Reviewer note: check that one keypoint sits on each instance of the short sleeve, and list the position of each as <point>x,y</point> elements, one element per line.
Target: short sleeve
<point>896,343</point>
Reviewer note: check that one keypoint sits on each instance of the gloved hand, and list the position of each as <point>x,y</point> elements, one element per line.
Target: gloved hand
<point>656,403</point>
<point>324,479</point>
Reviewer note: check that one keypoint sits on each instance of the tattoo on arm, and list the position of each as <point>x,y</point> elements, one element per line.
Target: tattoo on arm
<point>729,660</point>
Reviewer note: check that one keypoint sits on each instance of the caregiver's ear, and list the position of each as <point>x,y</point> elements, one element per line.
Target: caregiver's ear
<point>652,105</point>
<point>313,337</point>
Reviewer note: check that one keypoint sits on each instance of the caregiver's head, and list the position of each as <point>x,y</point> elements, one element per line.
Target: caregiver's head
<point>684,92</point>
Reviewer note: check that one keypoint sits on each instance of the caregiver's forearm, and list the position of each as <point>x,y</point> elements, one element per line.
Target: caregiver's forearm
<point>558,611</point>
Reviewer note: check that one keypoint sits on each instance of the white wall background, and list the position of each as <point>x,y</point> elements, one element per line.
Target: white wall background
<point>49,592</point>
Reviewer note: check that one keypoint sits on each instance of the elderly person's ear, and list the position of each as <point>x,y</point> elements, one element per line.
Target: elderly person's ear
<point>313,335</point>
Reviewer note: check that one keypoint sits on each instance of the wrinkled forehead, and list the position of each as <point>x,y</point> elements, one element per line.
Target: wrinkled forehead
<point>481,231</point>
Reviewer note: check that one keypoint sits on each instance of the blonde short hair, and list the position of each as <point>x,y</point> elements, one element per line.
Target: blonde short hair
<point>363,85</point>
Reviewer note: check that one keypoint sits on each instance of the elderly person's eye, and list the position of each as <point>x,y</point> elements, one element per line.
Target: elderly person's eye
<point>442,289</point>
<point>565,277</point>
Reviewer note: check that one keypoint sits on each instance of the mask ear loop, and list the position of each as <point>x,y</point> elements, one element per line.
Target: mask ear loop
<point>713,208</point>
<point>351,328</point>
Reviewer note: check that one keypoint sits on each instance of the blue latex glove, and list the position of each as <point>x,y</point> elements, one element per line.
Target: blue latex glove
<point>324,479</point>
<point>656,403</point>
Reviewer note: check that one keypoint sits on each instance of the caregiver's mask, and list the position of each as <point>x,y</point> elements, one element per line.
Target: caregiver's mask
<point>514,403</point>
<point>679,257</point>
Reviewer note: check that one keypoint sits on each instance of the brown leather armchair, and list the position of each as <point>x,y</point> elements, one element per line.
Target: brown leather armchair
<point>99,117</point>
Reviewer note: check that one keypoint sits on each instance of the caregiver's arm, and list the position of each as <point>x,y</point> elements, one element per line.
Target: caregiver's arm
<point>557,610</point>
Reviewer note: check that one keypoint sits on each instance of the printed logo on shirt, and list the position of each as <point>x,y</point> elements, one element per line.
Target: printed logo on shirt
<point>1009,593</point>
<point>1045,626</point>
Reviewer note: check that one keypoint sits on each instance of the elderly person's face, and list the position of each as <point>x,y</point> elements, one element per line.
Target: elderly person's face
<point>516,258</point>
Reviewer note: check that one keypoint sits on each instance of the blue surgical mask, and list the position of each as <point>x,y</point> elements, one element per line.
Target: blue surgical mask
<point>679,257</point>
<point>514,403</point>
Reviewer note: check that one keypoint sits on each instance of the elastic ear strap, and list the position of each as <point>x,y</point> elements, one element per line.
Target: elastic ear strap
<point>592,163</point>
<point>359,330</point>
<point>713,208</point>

**What is required**
Swap "keypoint" for "marker" everywhere it occurs in the items above, and write all the lines out again with nothing else altered.

**Answer for this exercise**
Reviewer note: check that one marker sits on each instance of the short sleeve, and list the position of each as <point>x,y</point> elements, one element per line.
Target: short sleeve
<point>896,343</point>
Reviewer note: check that one marker sits on each instance of the gloved hand, and list the position of each as <point>x,y</point> elements, one element per line.
Target: gloved hand
<point>656,403</point>
<point>324,479</point>
Reviewer note: check that one marker sits on each instance of the tattoo on arm, and list the position of each as <point>x,y</point> elements, one element per line.
Target: tattoo on arm
<point>729,660</point>
Reviewer note: check that one marker sits on each instance of the caregiver's ear, and list the position of each as <point>x,y</point> elements, one element per line.
Target: caregiver's ear
<point>652,105</point>
<point>313,337</point>
Reviewer note: check that one marker sits on each instance of the caregiver's head, and list the position of each as <point>x,y</point> elements, one element per line.
Target: caregiver's head
<point>684,92</point>
Reviewer note: check that one marker sits on each instance of the caregiver's forearm, and list the position of each as <point>x,y</point> elements, one element per line.
Target: caregiver's forearm
<point>558,611</point>
Reviewer note: check that one marker sits on each instance of the white wall background, and list the position of each as <point>x,y</point> elements, one element per line.
Target: white wall background
<point>49,592</point>
Reviewer note: check that one marker sits on each instance of the elderly person's ear, and list the position of each as <point>x,y</point> elements, one element per line.
Target: elderly person's ear
<point>313,335</point>
Reviewer note: check that one marker sits on each instance of the wrinkled forehead, and list the position of each as <point>x,y</point> elements, one element per line.
Target: wrinkled forehead
<point>481,231</point>
Reviewer note: check that one marker sits on each instance of the blonde short hair, and list the position of each as <point>x,y</point> elements, one element per line.
Target: blonde short hair
<point>363,85</point>
Reviewer note: check that one marker sits on each instance of the elderly person's eye, and list the position of each as <point>x,y</point> elements, one element per line.
Target: elderly person's eye
<point>442,289</point>
<point>565,277</point>
Reviewer note: check that one marker sits on each instance of the mask ear loop, and list the position of each as <point>x,y</point> elements, one element per line.
Target: mask ear loop
<point>713,208</point>
<point>351,328</point>
Reviewer note: check that one marker sits on each instance of the blue latex glove, and list the position of each as <point>x,y</point> elements, one element per line.
Target: blue latex glove
<point>324,479</point>
<point>656,403</point>
Reviewer note: check that one marker sits on each instance of the caregiver's mask, and list the position of each as <point>x,y</point> elements, one element per line.
Target: caregiver's mask
<point>514,403</point>
<point>679,257</point>
Reviewer note: check that one marker sits on each instance of the brown leather armchair, and list the position of each as <point>x,y</point> elements, one element per line.
Target: brown leather armchair
<point>99,117</point>
Reviewer note: check that one marker sits on each instance of the caregiver's arm, and list the position of each as <point>x,y</point> elements, one element per line.
Target: caregiver's arm
<point>557,610</point>
Reviewer note: check that one marker sits on each instance of the printed logo on shirt, and list the position of each as <point>x,y</point> elements, one element per line.
Target: printed logo on shirt
<point>1009,593</point>
<point>1045,626</point>
Reviewer note: check that one marker sits on each instance of the elderly person's face, and list the position of each as <point>x,y</point> elements, one element per line.
Target: elderly person's face
<point>516,258</point>
Reviewer note: check that one marker sits on each instance of the blue surgical mask, and list the position of each as <point>x,y</point> elements, one element per line.
Target: blue surgical mask
<point>679,257</point>
<point>514,403</point>
Reviewer note: check that one marker sits on each instance of the elastic ear strap, and list the position of each as <point>x,y</point> elements, one element per line.
Target: elastic ear strap
<point>592,163</point>
<point>359,330</point>
<point>713,208</point>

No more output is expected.